- [TASK STATEMENT]: Reproduce only the part that opens with the line containing "Can you find the green foliage" and closes with the line containing "pixel 142 136", renaming "Target" to "Label" throughout and keeping every other character unchanged.

- [DATASET]:
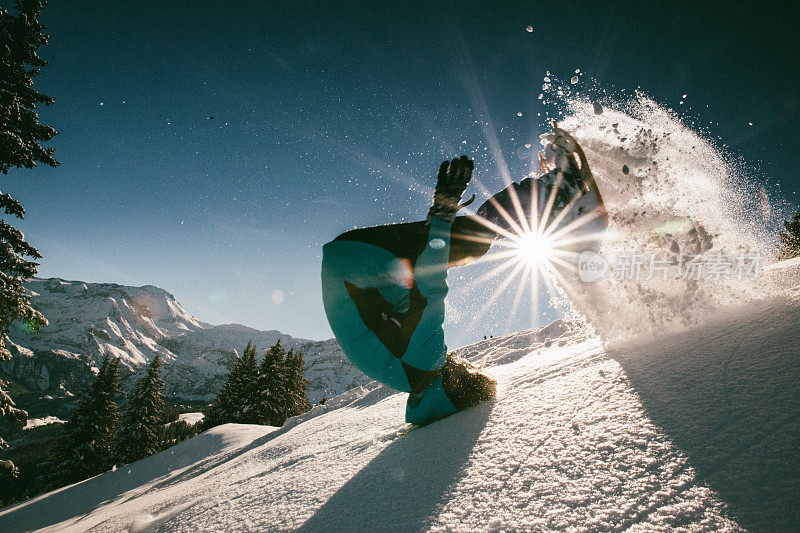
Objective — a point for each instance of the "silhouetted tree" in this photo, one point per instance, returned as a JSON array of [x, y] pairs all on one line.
[[141, 430], [296, 395], [790, 239], [20, 135], [89, 433], [272, 386], [235, 401]]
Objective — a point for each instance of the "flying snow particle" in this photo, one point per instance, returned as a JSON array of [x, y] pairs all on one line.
[[278, 297]]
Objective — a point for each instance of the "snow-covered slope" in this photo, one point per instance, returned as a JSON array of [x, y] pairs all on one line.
[[90, 320], [697, 431]]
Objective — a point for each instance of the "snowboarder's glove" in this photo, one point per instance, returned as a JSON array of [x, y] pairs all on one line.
[[451, 183]]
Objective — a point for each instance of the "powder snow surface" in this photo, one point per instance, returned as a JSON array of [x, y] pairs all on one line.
[[697, 431]]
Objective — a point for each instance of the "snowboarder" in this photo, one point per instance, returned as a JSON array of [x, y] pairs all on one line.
[[384, 287]]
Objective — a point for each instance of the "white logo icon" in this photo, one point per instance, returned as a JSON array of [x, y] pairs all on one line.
[[591, 266]]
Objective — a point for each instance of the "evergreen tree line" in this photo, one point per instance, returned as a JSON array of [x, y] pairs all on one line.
[[264, 393], [97, 436]]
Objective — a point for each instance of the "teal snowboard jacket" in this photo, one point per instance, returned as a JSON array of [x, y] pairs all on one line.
[[388, 315]]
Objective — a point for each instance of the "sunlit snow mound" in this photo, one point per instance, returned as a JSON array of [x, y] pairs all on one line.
[[696, 431], [672, 195]]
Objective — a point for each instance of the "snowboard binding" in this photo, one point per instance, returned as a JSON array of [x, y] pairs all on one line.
[[465, 383]]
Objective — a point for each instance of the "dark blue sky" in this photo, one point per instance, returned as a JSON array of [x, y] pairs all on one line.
[[322, 110]]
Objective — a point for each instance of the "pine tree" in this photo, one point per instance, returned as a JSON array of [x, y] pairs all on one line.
[[235, 400], [20, 135], [141, 429], [271, 401], [296, 395], [89, 434], [790, 239]]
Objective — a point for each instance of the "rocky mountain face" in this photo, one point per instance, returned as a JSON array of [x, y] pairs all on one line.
[[91, 320]]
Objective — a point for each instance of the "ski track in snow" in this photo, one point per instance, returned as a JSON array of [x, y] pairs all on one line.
[[696, 432]]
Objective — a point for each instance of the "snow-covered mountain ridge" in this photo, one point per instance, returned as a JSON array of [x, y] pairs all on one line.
[[695, 431], [90, 320]]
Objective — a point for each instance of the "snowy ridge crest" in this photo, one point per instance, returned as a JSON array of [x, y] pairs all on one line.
[[88, 321]]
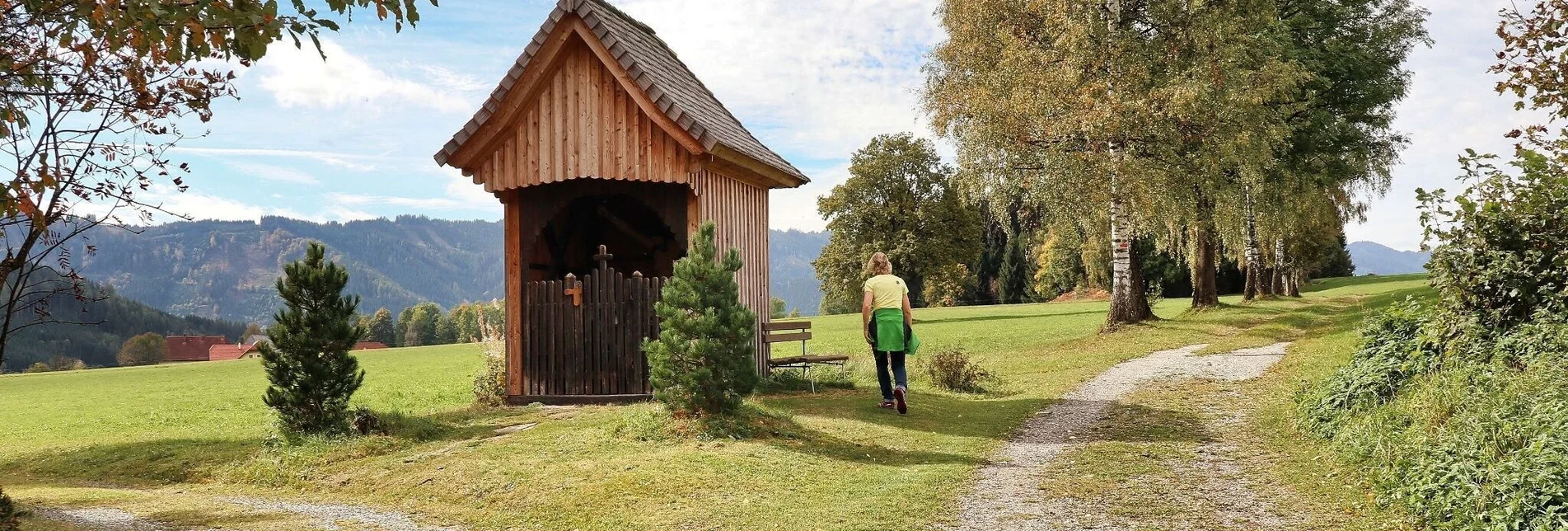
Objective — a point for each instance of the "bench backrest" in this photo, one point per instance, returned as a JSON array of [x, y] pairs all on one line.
[[788, 331]]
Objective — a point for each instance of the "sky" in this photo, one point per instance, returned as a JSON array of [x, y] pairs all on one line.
[[352, 137]]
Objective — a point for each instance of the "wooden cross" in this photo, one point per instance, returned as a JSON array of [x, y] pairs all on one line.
[[604, 256], [576, 289]]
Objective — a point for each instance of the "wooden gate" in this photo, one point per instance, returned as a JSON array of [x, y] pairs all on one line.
[[582, 338]]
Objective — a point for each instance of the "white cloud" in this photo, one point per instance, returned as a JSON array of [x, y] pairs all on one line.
[[338, 159], [298, 78], [461, 194], [1451, 107], [797, 208], [168, 203], [816, 79], [274, 173]]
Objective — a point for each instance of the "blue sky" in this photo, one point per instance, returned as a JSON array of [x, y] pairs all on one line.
[[352, 137]]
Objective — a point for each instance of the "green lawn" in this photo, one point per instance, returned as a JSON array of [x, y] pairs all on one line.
[[831, 461]]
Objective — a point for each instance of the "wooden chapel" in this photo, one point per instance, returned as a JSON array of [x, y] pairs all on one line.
[[607, 153]]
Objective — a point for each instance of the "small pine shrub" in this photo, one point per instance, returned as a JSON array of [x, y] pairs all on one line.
[[489, 383], [366, 421], [701, 364], [10, 515], [953, 369], [312, 376]]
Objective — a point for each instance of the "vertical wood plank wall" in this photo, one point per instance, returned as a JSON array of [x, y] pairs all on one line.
[[741, 213], [582, 123]]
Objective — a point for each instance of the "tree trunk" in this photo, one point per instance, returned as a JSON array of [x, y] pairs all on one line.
[[1205, 289], [1128, 302], [1276, 282], [1255, 260]]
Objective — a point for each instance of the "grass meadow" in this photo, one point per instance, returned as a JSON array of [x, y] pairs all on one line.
[[173, 442]]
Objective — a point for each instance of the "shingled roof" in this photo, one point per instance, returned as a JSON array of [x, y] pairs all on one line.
[[658, 71]]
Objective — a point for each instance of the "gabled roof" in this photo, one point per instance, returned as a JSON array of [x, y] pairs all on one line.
[[656, 69]]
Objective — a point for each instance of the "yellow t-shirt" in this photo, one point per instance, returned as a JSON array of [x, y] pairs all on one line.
[[887, 291]]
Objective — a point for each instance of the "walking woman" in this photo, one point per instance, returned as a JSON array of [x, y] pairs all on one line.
[[887, 317]]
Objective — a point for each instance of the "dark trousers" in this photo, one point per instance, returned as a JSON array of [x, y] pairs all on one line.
[[883, 357], [897, 378]]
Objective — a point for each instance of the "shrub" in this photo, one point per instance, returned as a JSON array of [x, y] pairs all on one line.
[[1504, 253], [1394, 348], [489, 383], [953, 371], [145, 349], [10, 515], [307, 362], [64, 364], [701, 364], [366, 421]]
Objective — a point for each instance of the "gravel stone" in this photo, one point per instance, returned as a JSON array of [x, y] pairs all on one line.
[[1005, 492]]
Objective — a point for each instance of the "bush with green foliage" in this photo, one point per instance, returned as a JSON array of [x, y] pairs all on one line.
[[1458, 409], [10, 515], [703, 362], [489, 383], [953, 369], [307, 362], [1392, 350], [143, 349], [1504, 255]]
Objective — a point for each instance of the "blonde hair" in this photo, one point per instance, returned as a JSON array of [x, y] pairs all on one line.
[[878, 265]]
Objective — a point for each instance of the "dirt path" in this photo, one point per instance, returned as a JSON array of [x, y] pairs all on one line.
[[1007, 492], [322, 515]]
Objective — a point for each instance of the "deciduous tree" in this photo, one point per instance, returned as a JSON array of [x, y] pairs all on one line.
[[1109, 110], [897, 200], [143, 349]]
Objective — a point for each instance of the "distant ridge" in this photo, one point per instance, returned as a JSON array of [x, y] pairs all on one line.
[[1373, 258]]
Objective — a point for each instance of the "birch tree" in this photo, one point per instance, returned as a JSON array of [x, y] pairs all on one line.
[[1102, 109]]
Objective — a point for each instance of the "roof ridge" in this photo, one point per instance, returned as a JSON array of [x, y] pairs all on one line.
[[687, 68], [639, 24], [659, 73]]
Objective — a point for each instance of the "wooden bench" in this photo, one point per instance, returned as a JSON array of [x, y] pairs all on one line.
[[797, 331]]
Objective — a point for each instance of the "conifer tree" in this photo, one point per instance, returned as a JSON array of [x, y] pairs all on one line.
[[381, 327], [701, 364], [307, 362]]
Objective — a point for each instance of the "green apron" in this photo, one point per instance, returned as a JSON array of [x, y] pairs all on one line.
[[888, 331]]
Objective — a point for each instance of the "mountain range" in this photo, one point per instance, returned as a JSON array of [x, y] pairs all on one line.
[[1373, 258], [227, 269]]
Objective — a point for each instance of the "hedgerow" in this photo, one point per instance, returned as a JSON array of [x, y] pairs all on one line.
[[1458, 409]]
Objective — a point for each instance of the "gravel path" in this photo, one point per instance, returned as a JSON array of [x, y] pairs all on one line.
[[323, 515], [328, 515], [105, 519], [1005, 496]]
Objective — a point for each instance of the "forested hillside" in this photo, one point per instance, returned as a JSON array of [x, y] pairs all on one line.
[[226, 269], [1380, 260], [91, 329]]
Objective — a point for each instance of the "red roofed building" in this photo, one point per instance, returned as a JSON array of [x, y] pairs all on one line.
[[231, 350], [190, 348]]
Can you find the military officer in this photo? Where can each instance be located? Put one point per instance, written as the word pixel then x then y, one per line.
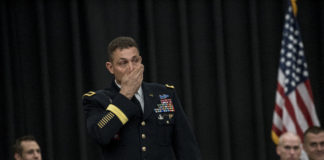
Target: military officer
pixel 134 120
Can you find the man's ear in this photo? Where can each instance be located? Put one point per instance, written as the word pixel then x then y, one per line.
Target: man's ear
pixel 278 150
pixel 110 67
pixel 17 156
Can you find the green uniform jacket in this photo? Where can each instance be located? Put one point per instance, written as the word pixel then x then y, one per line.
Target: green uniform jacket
pixel 125 133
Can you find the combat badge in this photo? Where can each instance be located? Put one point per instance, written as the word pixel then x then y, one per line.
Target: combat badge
pixel 166 104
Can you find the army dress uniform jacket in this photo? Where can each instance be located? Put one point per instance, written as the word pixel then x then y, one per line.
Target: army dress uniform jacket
pixel 124 132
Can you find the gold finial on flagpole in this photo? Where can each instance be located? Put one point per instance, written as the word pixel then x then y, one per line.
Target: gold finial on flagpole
pixel 294 5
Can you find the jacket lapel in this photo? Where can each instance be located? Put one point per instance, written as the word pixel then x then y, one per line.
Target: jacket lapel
pixel 149 100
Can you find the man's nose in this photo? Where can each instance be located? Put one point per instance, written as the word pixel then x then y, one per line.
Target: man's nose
pixel 37 155
pixel 131 66
pixel 320 147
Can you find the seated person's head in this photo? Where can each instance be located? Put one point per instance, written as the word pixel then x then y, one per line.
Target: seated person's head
pixel 289 146
pixel 314 143
pixel 26 148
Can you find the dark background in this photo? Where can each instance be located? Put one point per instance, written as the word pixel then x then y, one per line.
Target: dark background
pixel 221 55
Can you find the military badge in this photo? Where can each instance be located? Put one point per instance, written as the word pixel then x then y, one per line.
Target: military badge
pixel 166 104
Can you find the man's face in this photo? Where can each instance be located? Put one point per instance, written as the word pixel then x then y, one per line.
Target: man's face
pixel 123 61
pixel 314 146
pixel 290 149
pixel 31 151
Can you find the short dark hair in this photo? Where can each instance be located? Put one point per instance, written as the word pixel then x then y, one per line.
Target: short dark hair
pixel 17 146
pixel 314 130
pixel 120 43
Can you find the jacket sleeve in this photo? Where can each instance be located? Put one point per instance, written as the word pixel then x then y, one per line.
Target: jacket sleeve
pixel 106 115
pixel 184 141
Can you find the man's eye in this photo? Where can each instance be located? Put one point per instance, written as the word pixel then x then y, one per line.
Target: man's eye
pixel 135 60
pixel 313 144
pixel 122 63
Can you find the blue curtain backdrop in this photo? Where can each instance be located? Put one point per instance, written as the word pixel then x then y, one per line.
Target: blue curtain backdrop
pixel 221 55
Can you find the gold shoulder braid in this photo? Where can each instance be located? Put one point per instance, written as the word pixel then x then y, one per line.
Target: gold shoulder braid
pixel 169 86
pixel 89 94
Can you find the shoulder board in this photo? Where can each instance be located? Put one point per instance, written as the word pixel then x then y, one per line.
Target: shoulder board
pixel 89 94
pixel 169 86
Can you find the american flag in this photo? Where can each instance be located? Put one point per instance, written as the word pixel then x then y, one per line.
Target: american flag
pixel 294 107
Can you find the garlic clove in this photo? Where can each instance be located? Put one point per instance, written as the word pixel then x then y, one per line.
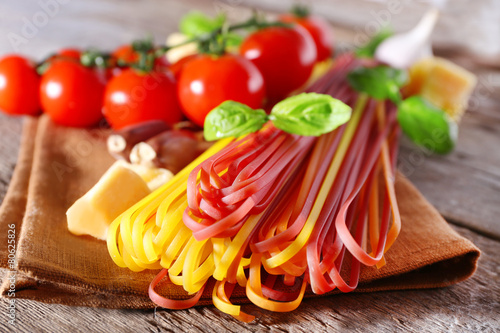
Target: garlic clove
pixel 402 50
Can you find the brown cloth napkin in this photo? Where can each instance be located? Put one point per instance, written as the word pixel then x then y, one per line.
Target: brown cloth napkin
pixel 57 165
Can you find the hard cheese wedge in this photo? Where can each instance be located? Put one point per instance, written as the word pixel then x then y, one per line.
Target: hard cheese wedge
pixel 117 190
pixel 443 83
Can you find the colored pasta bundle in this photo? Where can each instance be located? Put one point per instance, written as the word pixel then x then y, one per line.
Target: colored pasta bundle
pixel 273 212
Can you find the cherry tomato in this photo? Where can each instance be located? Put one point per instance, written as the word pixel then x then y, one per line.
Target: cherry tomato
pixel 206 81
pixel 125 54
pixel 132 97
pixel 285 57
pixel 319 29
pixel 69 53
pixel 19 86
pixel 71 94
pixel 177 67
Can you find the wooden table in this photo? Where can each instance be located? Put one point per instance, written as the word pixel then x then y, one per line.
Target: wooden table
pixel 464 186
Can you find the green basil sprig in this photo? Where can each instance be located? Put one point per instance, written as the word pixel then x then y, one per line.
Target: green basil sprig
pixel 380 82
pixel 234 119
pixel 310 114
pixel 427 125
pixel 196 23
pixel 307 114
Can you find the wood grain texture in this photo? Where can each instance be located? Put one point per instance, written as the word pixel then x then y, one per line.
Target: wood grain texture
pixel 464 186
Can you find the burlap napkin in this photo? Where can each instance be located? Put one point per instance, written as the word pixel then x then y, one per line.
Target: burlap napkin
pixel 57 165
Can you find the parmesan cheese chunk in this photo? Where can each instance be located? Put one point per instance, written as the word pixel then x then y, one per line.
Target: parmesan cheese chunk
pixel 117 190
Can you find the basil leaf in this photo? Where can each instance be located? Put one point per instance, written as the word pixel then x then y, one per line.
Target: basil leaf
pixel 427 125
pixel 196 23
pixel 232 119
pixel 380 82
pixel 368 50
pixel 310 114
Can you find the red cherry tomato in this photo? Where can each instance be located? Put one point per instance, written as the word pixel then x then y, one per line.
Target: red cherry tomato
pixel 71 94
pixel 177 67
pixel 285 57
pixel 70 53
pixel 125 54
pixel 319 29
pixel 19 86
pixel 132 97
pixel 207 81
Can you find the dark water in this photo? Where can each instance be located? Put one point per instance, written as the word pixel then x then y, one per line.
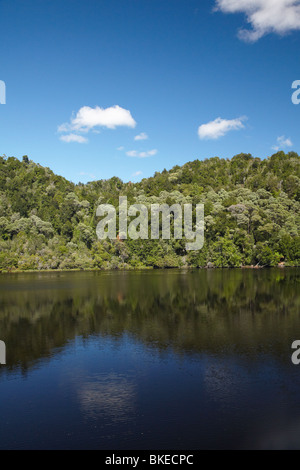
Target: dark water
pixel 150 360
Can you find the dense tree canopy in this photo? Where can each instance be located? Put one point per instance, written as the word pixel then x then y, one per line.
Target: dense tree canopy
pixel 252 215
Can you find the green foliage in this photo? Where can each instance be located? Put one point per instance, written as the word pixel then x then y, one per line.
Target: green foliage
pixel 252 215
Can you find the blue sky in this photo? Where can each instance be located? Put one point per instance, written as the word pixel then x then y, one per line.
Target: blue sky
pixel 191 78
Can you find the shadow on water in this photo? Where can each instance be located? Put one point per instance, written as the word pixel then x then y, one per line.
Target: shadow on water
pixel 150 360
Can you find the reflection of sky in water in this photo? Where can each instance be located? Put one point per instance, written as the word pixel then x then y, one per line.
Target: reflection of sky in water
pixel 110 396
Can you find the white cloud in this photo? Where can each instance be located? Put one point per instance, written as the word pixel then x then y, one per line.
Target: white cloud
pixel 137 173
pixel 88 118
pixel 74 138
pixel 264 16
pixel 135 153
pixel 219 127
pixel 282 143
pixel 142 136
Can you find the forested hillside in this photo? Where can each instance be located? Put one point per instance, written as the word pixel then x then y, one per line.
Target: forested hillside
pixel 252 215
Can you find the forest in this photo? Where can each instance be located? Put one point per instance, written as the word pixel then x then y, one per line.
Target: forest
pixel 252 216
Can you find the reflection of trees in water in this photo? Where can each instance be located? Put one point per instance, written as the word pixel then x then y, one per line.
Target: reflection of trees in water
pixel 217 311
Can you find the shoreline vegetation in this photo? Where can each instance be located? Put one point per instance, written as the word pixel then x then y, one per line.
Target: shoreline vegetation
pixel 252 216
pixel 143 268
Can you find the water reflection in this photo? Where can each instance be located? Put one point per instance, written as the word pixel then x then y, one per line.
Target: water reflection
pixel 150 360
pixel 110 396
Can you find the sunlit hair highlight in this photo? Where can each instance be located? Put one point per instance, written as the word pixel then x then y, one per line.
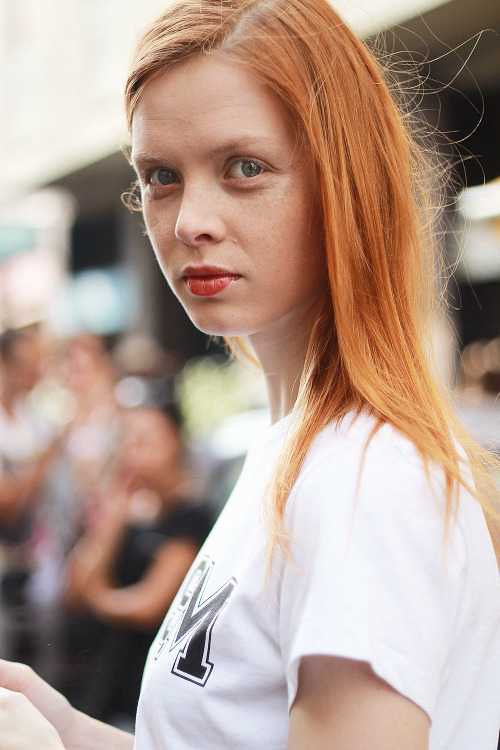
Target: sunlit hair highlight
pixel 369 346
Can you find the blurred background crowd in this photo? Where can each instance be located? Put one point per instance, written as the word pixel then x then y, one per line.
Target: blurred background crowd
pixel 122 428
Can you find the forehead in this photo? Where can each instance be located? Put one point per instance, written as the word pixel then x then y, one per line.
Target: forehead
pixel 207 100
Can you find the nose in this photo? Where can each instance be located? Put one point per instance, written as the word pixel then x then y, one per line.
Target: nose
pixel 200 217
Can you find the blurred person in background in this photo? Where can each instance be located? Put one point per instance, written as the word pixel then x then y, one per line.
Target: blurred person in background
pixel 126 569
pixel 349 594
pixel 94 431
pixel 28 449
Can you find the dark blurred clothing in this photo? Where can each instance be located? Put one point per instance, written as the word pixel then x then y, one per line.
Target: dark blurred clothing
pixel 105 662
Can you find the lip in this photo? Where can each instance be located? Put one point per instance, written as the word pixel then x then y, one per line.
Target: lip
pixel 207 281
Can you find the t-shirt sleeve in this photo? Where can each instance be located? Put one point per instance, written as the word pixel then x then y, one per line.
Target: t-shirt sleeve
pixel 373 577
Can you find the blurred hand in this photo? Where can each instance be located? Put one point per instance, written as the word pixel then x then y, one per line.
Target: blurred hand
pixel 23 727
pixel 32 714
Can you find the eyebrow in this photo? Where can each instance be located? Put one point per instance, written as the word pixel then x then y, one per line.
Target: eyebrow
pixel 238 146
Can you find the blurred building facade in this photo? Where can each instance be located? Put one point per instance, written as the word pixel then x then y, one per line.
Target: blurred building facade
pixel 62 130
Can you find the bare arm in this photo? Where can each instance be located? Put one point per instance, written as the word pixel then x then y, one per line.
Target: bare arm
pixel 76 730
pixel 342 704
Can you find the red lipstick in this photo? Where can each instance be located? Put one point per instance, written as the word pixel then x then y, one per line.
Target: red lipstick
pixel 206 281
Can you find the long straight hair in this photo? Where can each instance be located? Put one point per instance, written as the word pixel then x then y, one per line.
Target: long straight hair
pixel 369 346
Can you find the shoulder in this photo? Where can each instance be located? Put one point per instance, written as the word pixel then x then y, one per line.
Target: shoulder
pixel 375 481
pixel 354 451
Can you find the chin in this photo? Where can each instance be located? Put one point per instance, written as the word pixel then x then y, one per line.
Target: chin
pixel 218 326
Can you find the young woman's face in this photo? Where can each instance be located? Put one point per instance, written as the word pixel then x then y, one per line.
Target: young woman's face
pixel 229 201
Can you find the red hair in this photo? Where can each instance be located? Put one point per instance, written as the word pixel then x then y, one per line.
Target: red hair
pixel 368 348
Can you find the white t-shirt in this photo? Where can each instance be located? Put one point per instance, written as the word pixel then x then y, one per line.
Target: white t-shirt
pixel 372 579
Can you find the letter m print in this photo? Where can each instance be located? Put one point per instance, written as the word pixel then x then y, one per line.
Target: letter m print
pixel 194 624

- [TASK RESPONSE]:
Can you find the green foliage in this photo? Where can each instance be located? Put one point per instance, written as the word pixel then x then y, one per line.
Label: green foliage
pixel 252 215
Can you find the blue sky in this photo? Where can each instance be located? Put one point per instance, written as the word pixel then x then y, one per line.
Label: blue sky
pixel 191 78
Can you find the shadow on water in this photo? Where can each instance be located? Put one point per instance, written as the word pixel then x then y, one per line.
Label: shadow on water
pixel 150 360
Can you find the reflection of sky in water in this photo? Where can each instance be located? Put one point per instance, written as the word pixel then x then y, one per line.
Label: reflection of sky in water
pixel 110 396
Can you find the white cloud in this photo? Where can each instance be located? Put one point per instance, written as the word pixel then x then y, one per line.
Label: white cloud
pixel 137 173
pixel 88 118
pixel 74 138
pixel 264 16
pixel 135 153
pixel 219 127
pixel 282 143
pixel 142 136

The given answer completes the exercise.